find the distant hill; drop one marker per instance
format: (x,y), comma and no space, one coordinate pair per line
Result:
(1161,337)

===============

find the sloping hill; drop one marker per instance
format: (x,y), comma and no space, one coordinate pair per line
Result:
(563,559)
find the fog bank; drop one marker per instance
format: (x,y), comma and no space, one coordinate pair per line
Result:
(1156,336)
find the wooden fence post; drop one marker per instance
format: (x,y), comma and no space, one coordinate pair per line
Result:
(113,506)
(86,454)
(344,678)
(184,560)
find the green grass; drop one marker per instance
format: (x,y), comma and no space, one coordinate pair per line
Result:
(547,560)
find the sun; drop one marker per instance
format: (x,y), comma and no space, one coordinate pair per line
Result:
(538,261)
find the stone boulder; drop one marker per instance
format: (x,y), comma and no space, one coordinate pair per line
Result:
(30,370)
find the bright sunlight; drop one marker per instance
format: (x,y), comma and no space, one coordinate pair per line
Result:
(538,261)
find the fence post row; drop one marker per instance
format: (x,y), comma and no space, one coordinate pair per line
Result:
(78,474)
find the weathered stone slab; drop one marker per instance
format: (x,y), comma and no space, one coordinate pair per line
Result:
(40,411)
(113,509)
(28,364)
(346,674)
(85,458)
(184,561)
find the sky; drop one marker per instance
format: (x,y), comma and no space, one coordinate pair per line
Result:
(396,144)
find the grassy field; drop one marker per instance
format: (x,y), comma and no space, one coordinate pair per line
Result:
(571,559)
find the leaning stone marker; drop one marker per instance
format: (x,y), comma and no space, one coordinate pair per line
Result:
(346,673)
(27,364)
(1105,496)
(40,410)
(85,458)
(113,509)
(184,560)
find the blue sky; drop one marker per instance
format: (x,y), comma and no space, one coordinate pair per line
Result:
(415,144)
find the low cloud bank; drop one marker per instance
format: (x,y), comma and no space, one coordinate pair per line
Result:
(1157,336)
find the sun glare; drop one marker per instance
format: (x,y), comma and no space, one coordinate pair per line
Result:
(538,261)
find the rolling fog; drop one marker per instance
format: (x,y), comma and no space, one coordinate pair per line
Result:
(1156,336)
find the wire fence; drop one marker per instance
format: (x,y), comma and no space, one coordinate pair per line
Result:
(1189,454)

===============

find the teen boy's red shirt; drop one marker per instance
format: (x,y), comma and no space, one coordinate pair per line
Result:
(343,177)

===============

HOW TO COMPLETE THIS TASK -> Nothing but the lines with "bank" should be returned, copied from the entries above.

RESPONSE AREA ->
find the fog bank; drop one marker per instance
find the low cloud bank; drop one marker per instance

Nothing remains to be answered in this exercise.